[Records for processing]
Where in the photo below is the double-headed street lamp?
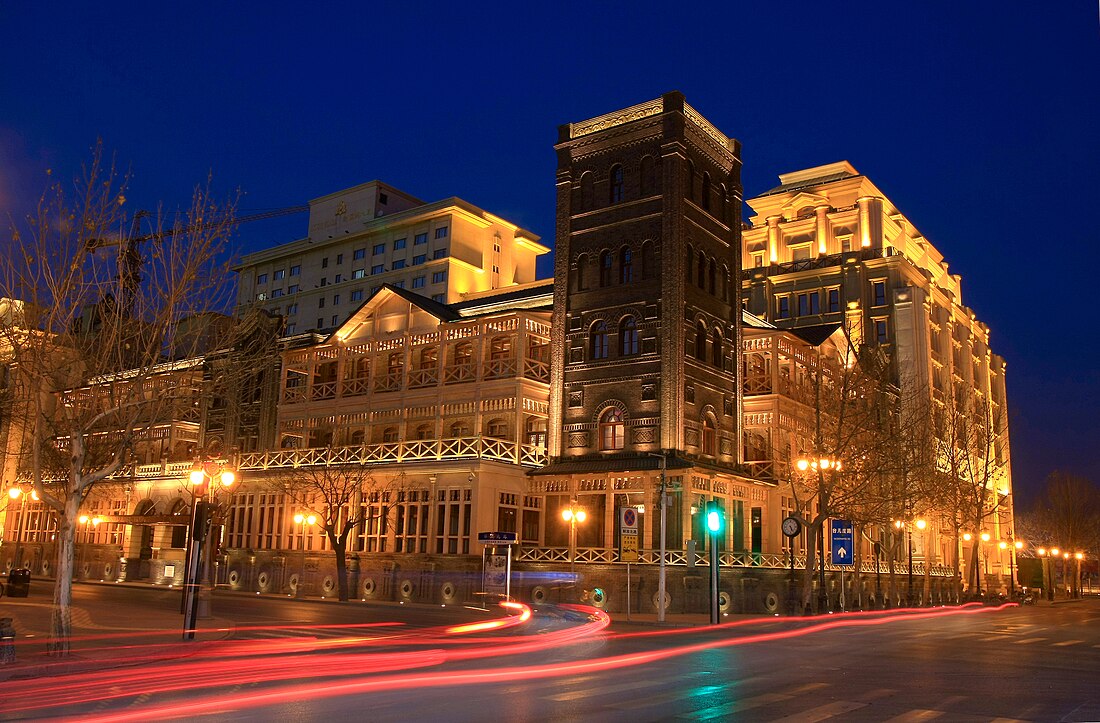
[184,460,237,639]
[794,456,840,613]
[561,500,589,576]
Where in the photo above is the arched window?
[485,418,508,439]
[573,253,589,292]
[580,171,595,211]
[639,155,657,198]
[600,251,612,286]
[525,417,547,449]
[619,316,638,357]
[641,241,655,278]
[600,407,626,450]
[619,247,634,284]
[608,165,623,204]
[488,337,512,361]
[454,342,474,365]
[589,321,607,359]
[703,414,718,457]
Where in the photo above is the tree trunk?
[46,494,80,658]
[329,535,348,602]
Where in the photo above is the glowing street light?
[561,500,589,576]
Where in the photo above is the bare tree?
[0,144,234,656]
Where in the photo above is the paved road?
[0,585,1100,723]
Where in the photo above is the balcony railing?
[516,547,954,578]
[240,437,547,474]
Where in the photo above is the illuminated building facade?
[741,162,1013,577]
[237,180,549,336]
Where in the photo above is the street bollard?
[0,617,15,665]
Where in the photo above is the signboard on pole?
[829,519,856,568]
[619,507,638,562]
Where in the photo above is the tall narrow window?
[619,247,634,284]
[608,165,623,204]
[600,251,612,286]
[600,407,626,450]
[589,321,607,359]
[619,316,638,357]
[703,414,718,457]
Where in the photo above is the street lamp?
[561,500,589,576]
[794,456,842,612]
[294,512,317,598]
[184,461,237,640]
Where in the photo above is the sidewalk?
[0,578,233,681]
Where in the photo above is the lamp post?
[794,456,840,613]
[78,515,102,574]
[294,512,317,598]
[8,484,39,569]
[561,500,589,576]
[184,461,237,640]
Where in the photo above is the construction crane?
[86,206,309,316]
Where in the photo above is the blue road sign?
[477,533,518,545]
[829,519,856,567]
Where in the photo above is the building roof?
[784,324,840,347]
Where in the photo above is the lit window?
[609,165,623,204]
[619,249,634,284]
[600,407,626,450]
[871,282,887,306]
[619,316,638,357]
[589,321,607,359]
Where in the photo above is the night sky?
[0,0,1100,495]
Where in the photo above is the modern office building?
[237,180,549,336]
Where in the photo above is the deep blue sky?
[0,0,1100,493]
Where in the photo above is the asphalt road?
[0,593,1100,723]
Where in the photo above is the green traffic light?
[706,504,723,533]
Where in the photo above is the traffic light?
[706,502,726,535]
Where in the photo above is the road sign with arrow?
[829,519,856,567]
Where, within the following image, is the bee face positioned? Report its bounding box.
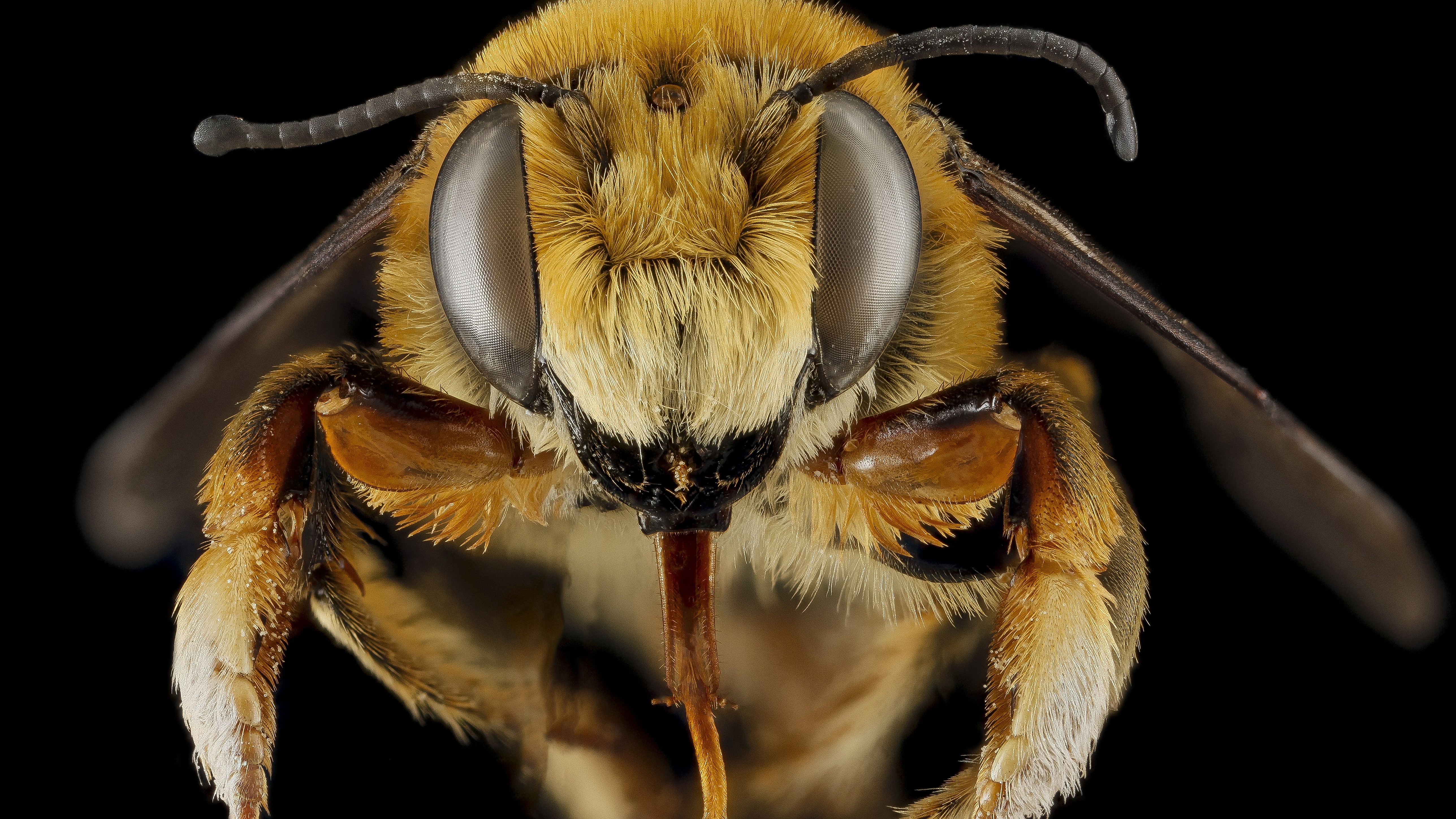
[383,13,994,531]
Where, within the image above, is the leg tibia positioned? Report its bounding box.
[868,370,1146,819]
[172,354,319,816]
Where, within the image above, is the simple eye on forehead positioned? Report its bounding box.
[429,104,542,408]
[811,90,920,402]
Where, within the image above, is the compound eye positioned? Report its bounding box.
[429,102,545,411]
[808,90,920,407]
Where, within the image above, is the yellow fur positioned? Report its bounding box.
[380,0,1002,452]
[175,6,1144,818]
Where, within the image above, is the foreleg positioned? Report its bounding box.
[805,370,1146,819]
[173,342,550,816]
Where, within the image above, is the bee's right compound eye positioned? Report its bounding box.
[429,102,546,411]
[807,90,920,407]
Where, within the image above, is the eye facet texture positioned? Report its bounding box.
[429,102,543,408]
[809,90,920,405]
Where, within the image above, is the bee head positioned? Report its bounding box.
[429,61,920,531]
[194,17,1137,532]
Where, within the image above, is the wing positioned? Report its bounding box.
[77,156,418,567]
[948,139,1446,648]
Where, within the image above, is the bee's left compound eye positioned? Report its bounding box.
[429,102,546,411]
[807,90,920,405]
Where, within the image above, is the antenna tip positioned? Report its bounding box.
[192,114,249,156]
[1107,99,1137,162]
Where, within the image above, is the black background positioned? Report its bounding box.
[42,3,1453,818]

[Task brief] Count the lines of the listing above that contain the string "light", and reply with the number alone.

[Complete output] 3